[EXERCISE OBJECTIVE]
Extract every line of the listing below that contains the word "chopped", and copy each one out in full.

Photo-based point labeling data:
= = = =

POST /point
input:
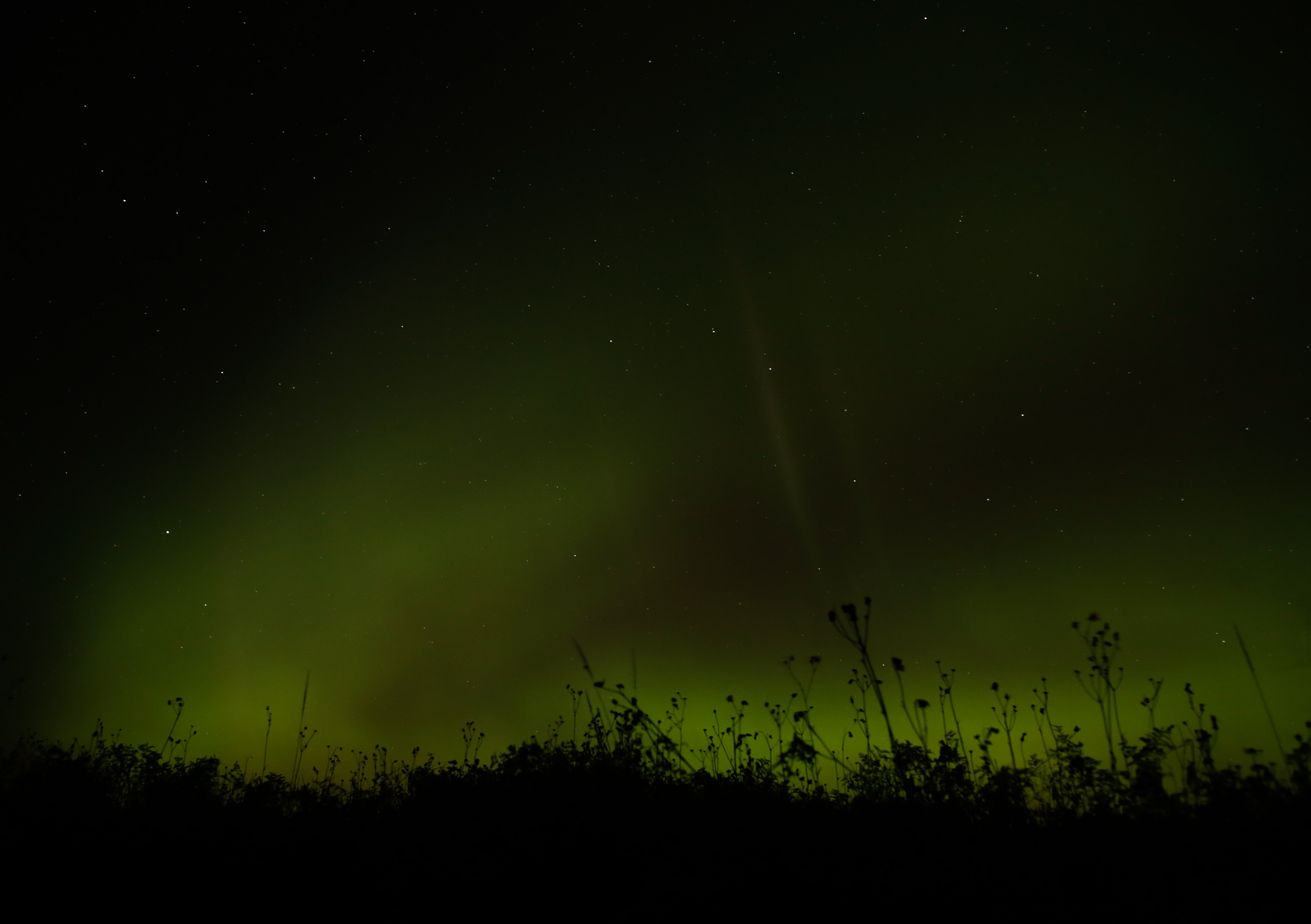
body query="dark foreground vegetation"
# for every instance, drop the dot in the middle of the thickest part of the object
(620, 808)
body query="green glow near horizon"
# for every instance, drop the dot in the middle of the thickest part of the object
(705, 359)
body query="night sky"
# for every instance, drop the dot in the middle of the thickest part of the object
(403, 350)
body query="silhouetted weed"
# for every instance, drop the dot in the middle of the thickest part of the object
(636, 789)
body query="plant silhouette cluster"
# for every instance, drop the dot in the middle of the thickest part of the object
(615, 770)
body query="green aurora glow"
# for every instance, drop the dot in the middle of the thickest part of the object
(997, 357)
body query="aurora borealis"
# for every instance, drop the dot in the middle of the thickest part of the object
(406, 352)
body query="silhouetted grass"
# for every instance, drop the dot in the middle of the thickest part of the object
(631, 800)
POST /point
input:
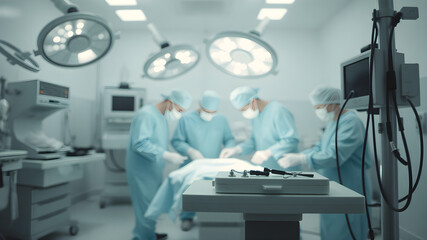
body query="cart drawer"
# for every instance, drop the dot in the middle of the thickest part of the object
(45, 208)
(43, 194)
(53, 221)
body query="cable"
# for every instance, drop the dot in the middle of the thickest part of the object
(420, 169)
(337, 160)
(370, 111)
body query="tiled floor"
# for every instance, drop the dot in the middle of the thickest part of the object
(115, 222)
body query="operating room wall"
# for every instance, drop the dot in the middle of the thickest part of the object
(340, 39)
(298, 71)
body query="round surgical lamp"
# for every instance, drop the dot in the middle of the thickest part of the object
(15, 56)
(75, 39)
(243, 55)
(170, 61)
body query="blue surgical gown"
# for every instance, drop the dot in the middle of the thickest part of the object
(207, 137)
(322, 159)
(149, 135)
(273, 129)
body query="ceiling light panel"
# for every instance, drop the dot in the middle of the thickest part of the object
(272, 13)
(121, 2)
(279, 1)
(131, 15)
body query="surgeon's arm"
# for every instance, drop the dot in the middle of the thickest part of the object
(248, 146)
(284, 125)
(179, 139)
(228, 140)
(350, 136)
(141, 134)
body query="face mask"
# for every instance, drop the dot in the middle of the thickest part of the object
(324, 115)
(172, 115)
(206, 116)
(250, 114)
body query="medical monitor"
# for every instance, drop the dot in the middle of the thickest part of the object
(122, 103)
(355, 77)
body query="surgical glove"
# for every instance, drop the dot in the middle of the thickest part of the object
(174, 158)
(291, 160)
(261, 156)
(194, 154)
(228, 152)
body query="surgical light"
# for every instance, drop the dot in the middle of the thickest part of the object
(121, 2)
(170, 61)
(272, 13)
(243, 55)
(15, 56)
(131, 15)
(75, 39)
(279, 1)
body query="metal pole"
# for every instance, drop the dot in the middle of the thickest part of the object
(389, 219)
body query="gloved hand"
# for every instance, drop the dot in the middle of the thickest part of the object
(261, 156)
(194, 154)
(291, 160)
(174, 158)
(228, 152)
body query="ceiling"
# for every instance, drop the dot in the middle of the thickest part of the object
(217, 14)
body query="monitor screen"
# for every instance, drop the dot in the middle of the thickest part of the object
(356, 77)
(123, 103)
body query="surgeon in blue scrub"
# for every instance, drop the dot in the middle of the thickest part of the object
(146, 156)
(322, 158)
(202, 134)
(273, 129)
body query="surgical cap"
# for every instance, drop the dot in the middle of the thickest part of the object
(325, 95)
(242, 96)
(180, 97)
(210, 100)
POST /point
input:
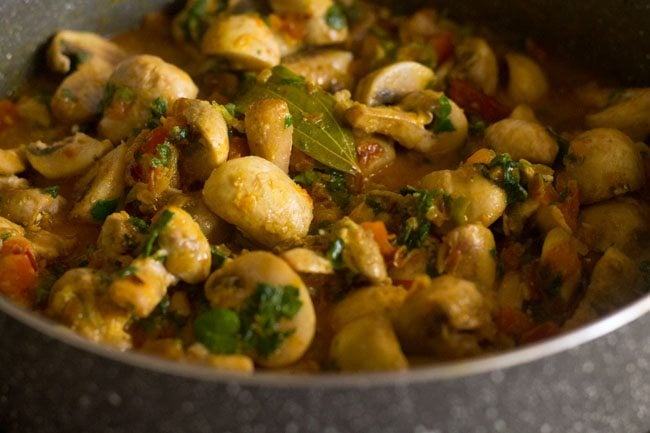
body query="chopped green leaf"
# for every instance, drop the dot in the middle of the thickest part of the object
(163, 155)
(335, 18)
(317, 132)
(139, 224)
(157, 227)
(219, 255)
(218, 330)
(52, 191)
(127, 272)
(103, 208)
(511, 177)
(335, 253)
(338, 189)
(158, 110)
(443, 122)
(306, 178)
(262, 313)
(375, 204)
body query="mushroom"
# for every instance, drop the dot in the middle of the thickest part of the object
(79, 96)
(269, 131)
(101, 188)
(209, 148)
(410, 128)
(66, 158)
(12, 161)
(79, 299)
(477, 63)
(522, 139)
(139, 90)
(245, 40)
(391, 83)
(327, 68)
(605, 163)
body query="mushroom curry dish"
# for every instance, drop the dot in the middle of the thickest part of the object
(315, 186)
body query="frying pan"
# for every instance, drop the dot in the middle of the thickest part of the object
(595, 379)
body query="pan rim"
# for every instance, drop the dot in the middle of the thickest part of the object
(431, 373)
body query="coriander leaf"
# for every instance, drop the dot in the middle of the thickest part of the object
(218, 330)
(103, 208)
(443, 122)
(317, 132)
(219, 255)
(158, 226)
(335, 18)
(139, 224)
(511, 177)
(262, 313)
(163, 155)
(335, 253)
(52, 191)
(338, 189)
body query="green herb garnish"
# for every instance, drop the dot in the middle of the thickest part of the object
(103, 208)
(261, 314)
(218, 330)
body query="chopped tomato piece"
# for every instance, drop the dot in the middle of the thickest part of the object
(18, 271)
(473, 100)
(379, 232)
(443, 44)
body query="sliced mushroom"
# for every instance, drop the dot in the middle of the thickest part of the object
(269, 130)
(477, 63)
(141, 289)
(69, 47)
(78, 97)
(605, 163)
(28, 206)
(486, 201)
(12, 161)
(245, 40)
(101, 188)
(527, 83)
(139, 88)
(68, 157)
(306, 261)
(211, 148)
(631, 115)
(391, 83)
(327, 68)
(446, 317)
(408, 128)
(522, 139)
(80, 300)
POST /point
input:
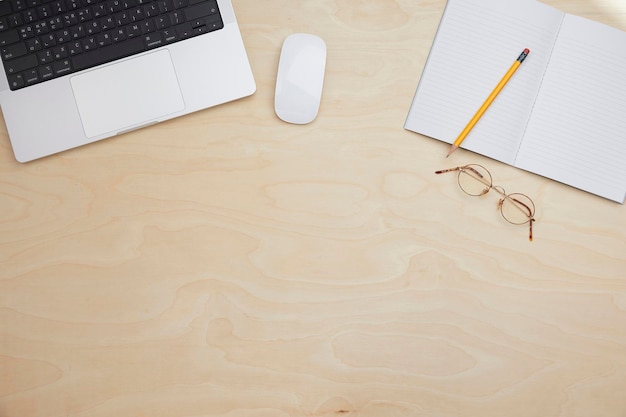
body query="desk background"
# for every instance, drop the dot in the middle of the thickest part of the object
(229, 264)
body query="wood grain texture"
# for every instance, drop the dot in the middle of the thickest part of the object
(229, 264)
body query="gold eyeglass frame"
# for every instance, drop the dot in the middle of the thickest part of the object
(473, 171)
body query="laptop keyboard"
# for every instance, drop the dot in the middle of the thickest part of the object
(44, 39)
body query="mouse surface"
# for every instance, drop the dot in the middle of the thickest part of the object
(300, 78)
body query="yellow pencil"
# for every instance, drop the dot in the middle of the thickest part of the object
(488, 102)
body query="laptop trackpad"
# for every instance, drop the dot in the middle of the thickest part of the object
(128, 94)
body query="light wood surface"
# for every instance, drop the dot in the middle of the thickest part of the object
(229, 264)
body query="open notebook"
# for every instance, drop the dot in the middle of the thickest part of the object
(562, 115)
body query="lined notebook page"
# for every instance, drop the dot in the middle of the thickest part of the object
(577, 131)
(476, 43)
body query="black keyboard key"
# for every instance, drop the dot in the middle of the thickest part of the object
(5, 8)
(13, 51)
(203, 9)
(107, 54)
(9, 37)
(18, 65)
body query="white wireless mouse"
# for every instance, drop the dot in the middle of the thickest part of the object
(300, 78)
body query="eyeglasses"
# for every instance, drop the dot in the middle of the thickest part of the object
(475, 180)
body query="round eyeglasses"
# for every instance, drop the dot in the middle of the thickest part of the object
(475, 180)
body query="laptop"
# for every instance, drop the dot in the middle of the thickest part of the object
(78, 71)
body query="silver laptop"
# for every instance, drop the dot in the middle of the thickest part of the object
(77, 71)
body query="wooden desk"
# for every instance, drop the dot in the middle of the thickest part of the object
(229, 264)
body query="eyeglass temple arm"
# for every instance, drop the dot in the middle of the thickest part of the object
(443, 171)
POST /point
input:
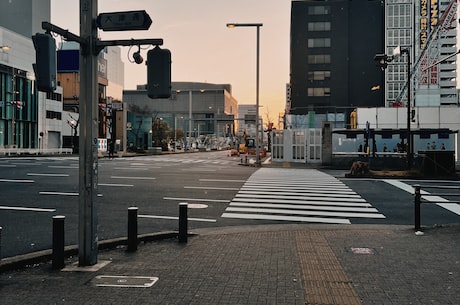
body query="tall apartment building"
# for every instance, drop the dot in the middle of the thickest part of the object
(410, 24)
(333, 44)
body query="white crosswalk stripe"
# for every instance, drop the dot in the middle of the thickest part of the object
(300, 195)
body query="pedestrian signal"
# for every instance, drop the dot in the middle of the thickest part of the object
(45, 62)
(159, 73)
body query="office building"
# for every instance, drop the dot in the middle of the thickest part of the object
(333, 44)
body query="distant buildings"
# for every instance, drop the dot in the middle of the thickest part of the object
(332, 48)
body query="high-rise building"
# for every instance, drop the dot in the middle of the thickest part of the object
(24, 16)
(427, 29)
(333, 44)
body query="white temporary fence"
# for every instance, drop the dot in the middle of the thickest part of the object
(297, 145)
(34, 151)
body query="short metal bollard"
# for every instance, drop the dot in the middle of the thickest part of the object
(183, 222)
(417, 203)
(58, 242)
(132, 229)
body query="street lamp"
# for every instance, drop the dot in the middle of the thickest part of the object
(382, 61)
(257, 25)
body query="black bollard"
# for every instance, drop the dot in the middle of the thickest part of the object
(58, 242)
(183, 206)
(132, 229)
(417, 203)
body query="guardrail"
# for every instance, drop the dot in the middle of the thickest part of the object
(34, 151)
(418, 199)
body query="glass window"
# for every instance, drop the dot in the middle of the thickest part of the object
(319, 10)
(319, 75)
(319, 59)
(319, 91)
(319, 42)
(319, 26)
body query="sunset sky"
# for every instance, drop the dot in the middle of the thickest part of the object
(203, 48)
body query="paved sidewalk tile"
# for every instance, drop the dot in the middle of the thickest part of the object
(302, 264)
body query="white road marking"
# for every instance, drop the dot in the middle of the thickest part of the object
(134, 178)
(304, 195)
(48, 175)
(195, 199)
(17, 180)
(177, 218)
(62, 166)
(222, 180)
(442, 202)
(212, 188)
(63, 194)
(115, 184)
(286, 218)
(26, 209)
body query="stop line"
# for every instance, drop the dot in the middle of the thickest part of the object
(300, 195)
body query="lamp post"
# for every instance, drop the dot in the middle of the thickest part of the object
(382, 61)
(409, 136)
(257, 25)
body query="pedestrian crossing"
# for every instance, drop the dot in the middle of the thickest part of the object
(300, 195)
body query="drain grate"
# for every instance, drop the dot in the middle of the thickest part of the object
(124, 281)
(362, 250)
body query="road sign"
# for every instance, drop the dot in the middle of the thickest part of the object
(124, 21)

= = = =

[EXERCISE SOLUTION]
body query="chopped green leaf"
body query="chopped tomato piece"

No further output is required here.